• DESCRIPTION OF THE TASK: Rewrite every one of the items below with "drop one pin" changed to "place one marker" and everything else left as it is.

[Extracted records]
________________________
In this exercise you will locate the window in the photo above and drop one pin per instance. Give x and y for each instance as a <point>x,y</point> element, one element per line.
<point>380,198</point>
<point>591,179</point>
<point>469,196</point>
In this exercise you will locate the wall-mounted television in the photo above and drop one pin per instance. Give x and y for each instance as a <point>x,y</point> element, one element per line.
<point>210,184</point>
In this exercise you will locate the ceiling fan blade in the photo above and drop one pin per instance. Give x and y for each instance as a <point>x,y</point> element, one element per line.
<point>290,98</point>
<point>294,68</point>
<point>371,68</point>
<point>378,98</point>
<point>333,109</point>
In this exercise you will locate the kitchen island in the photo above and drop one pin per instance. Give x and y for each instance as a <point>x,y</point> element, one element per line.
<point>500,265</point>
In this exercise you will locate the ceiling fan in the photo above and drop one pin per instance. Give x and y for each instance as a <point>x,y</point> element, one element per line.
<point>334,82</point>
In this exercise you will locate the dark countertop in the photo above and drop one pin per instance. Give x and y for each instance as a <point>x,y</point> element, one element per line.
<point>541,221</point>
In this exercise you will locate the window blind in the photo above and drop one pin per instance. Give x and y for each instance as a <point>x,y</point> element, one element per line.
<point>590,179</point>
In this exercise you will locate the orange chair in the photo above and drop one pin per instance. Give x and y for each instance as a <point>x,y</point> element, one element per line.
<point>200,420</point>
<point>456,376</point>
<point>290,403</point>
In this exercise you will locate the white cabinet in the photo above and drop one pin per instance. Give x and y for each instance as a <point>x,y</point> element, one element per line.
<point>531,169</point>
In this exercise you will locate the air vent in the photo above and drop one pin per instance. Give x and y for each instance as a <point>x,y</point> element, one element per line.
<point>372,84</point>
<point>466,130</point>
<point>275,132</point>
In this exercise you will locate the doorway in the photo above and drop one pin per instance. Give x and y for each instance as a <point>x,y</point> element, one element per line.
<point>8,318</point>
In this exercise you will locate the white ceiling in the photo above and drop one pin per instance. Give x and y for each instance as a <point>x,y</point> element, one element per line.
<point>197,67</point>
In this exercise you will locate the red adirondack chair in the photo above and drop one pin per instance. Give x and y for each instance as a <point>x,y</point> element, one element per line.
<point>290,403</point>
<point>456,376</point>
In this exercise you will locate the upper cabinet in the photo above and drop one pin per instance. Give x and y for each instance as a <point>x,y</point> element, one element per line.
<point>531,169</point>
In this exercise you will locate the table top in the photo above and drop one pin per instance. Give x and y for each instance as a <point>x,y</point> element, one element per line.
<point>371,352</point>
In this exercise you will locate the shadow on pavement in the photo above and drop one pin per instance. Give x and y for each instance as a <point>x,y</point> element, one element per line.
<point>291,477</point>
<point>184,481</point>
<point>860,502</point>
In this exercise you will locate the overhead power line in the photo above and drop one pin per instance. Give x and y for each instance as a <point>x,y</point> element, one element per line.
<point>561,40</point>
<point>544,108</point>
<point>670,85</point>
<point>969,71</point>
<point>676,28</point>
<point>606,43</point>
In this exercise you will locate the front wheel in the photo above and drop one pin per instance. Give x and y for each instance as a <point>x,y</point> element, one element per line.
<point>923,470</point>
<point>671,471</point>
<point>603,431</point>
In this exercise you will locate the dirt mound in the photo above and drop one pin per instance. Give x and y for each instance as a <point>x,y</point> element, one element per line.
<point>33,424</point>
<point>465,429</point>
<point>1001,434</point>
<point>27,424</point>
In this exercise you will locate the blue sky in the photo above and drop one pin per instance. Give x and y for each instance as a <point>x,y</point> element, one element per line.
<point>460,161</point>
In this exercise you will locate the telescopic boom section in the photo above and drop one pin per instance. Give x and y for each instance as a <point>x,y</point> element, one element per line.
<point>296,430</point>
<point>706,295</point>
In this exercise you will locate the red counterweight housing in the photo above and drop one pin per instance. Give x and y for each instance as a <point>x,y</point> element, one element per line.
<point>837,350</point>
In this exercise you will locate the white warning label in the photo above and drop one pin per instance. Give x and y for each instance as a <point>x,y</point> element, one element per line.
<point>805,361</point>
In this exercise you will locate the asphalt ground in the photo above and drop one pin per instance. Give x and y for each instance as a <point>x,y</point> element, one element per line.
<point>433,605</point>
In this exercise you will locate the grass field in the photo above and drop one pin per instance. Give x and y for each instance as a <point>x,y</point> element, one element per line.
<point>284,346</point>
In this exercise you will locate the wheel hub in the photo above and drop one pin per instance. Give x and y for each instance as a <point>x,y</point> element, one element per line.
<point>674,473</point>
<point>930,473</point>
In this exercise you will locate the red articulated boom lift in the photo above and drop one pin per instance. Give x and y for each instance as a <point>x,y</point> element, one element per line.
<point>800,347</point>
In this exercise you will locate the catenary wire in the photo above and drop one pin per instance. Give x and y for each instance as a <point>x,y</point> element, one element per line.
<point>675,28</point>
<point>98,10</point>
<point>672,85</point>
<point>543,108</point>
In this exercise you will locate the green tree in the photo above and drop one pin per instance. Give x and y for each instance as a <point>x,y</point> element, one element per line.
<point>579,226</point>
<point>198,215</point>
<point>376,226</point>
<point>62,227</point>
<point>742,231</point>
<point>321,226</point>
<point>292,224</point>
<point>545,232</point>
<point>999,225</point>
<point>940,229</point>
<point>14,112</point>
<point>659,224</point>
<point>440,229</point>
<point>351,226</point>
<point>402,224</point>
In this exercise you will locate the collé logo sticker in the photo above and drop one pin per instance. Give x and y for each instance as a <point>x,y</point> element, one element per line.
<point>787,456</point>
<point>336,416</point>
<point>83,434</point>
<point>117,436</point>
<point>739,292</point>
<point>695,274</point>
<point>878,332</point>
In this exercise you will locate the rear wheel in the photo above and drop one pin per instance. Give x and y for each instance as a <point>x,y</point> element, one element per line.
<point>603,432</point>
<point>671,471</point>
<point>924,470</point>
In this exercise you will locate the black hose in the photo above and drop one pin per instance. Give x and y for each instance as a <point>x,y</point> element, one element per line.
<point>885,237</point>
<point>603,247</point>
________________________
• FULL OUTPUT:
In this exercise you will locate the window in the photo above and place one marker per instance. Give x and y for each instance as a <point>x,y</point> element, one element per line.
<point>380,198</point>
<point>591,179</point>
<point>469,196</point>
In this exercise you will locate the wall-mounted television in the photo above and place one marker per instance. Give x and y for each instance as a <point>x,y</point> element, one element per line.
<point>210,184</point>
In this exercise you will locate the ceiling fan blade in the photo above and place one marker per instance. Give x and y for each instance as a <point>x,y</point> element, one element per line.
<point>290,98</point>
<point>294,68</point>
<point>371,68</point>
<point>378,98</point>
<point>333,109</point>
In this exercise you will locate the kitchen island in the photo above and place one marker per instance. Give x and y for each instance as a <point>x,y</point> element, one element per line.
<point>500,265</point>
In this exercise you will locate the ceiling fan in the photo above and place one marker per instance. Give x and y for each instance as a <point>x,y</point> element, one element per line.
<point>334,82</point>
In this exercise you will locate the dark countertop in the photo above and place one marker per instance. Give x and y for each instance as a <point>x,y</point> element, one element per line.
<point>541,221</point>
In this exercise you will locate the window blind in the photo above and place one marker per instance. Give x and y for each instance as a <point>x,y</point> element, one element per line.
<point>590,179</point>
In this exercise you will locate the orange chair in the photo above and place one marker per instance. Give x and y for each instance as a <point>x,y</point> element, one element per line.
<point>200,420</point>
<point>456,376</point>
<point>290,403</point>
In this exercise you will locate the white cabinet in the photo above and place one marker per instance. Give x and y for each instance as a <point>x,y</point> element, one element per line.
<point>531,169</point>
In this exercise you will locate the air vent in the photo above and place one marker per instance. Give x and y for each instance as a <point>x,y</point> element, one element per line.
<point>372,84</point>
<point>466,130</point>
<point>275,132</point>
In this exercise you will locate the doorway in the photo above and place one marker per instance. Give x and y for each instance as a <point>x,y</point> element, one element per line.
<point>8,318</point>
In this exercise you will locate the white ceiling in the photo above and place one marker per instance. Give x and y for each instance as a <point>x,y</point> element, one element per line.
<point>197,67</point>
In this exercise you will locate the red adirondack chair in the photo above and place one marker per instance. Give x and y for each instance as a <point>x,y</point> element, one element per line.
<point>290,403</point>
<point>456,376</point>
In this exercise you will locate the upper cabinet in the photo above and place one marker per instance. Give x and y for each instance as a <point>x,y</point> element, one element per line.
<point>531,169</point>
In this exercise you will locate the table top in the photo above and place one marker per instance. Give x and y for each instance as a <point>x,y</point> element, one element per line.
<point>371,352</point>
In this exercise you will locate the shadow on pavement in the photo above and place one marker per instance. Give x and y for each instance as a <point>x,y</point> element, one element per line.
<point>291,477</point>
<point>184,481</point>
<point>860,502</point>
In this exercise you will locate the overhead power line in the photo above and place one marker per instance. Give x and y for each instance as a <point>x,y</point> element, one element per line.
<point>561,40</point>
<point>544,108</point>
<point>670,85</point>
<point>969,71</point>
<point>676,28</point>
<point>606,43</point>
In this exercise you will locate the front wheel in the photo above and place one marker per instance. Give x and y for each instance as a <point>x,y</point> element, one element per line.
<point>923,470</point>
<point>671,471</point>
<point>603,431</point>
In this exercise you will locate the dirt mound in the photo above and place one marker per instance. Give x and y for each instance as a <point>x,y</point> element, one element per line.
<point>33,424</point>
<point>465,429</point>
<point>1001,434</point>
<point>27,424</point>
In this exercise you will locate the blue sky in the photo above and place one marker per instance. Give x and y for each instance as a <point>x,y</point> element, one element per line.
<point>460,161</point>
In this exercise you will locate the telescopic boom section in the photo above and place one marker per instance. Give x and y for each instance as a <point>x,y</point> element, one element per line.
<point>296,430</point>
<point>706,295</point>
In this exercise you will locate the red counterweight housing in the photo above and place one marker per instance. Give x and y for each instance as a <point>x,y</point> element, one element per line.
<point>837,350</point>
In this exercise you will locate the white warning label in the photo above and place one marker per instance. Give x and y for each instance as a <point>x,y</point> element, one element per line.
<point>805,361</point>
In this exercise you will locate the asphalt ground in the photo above and place one marker per instance. Give x and y for each instance as a <point>x,y</point> element, one element per line.
<point>433,605</point>
In this exercise you will locate the grass field in the photo above and place one marker per instance. Give x and y for each instance as a <point>x,y</point> element, one element per line.
<point>284,346</point>
In this exercise you will locate the wheel hub in the photo above and place one marker per instance. Give x and y for each instance as a <point>x,y</point> element, one element per line.
<point>674,473</point>
<point>930,473</point>
In this exercise you will locate the red articulated boom lift in the photo above and place one marker per instance. Give x and y for each instance as a <point>x,y</point> element, one element per line.
<point>800,347</point>
In this exercise you will locate the catenary wire in the photo above and place one marker per instance. Give x and y for each instance as a <point>x,y</point> element, one element per line.
<point>675,28</point>
<point>98,10</point>
<point>672,85</point>
<point>543,108</point>
In this exercise you will locate the green tree in the photo above and place one marker per instance. Give x and y for each instance as a <point>x,y</point> element, one element per line.
<point>579,226</point>
<point>198,215</point>
<point>376,226</point>
<point>62,227</point>
<point>742,231</point>
<point>321,226</point>
<point>292,224</point>
<point>545,232</point>
<point>999,225</point>
<point>940,229</point>
<point>14,112</point>
<point>659,224</point>
<point>440,229</point>
<point>351,226</point>
<point>402,224</point>
In this exercise you will locate the collé logo sticker in the photo above and place one marker per instance. Give x and y for each instance as a <point>x,y</point> element, one element per line.
<point>787,456</point>
<point>336,416</point>
<point>83,434</point>
<point>117,436</point>
<point>739,292</point>
<point>695,274</point>
<point>878,332</point>
In this exercise you will locate the rear wheel in the photo above and place one marker per instance. Give x and y for each instance as a <point>x,y</point> element, one element per line.
<point>603,432</point>
<point>671,471</point>
<point>924,470</point>
In this exercise you will locate the black hose in the photo above and place one marker per instance. Give x and y for each instance as a <point>x,y</point> element, one element per line.
<point>885,237</point>
<point>603,247</point>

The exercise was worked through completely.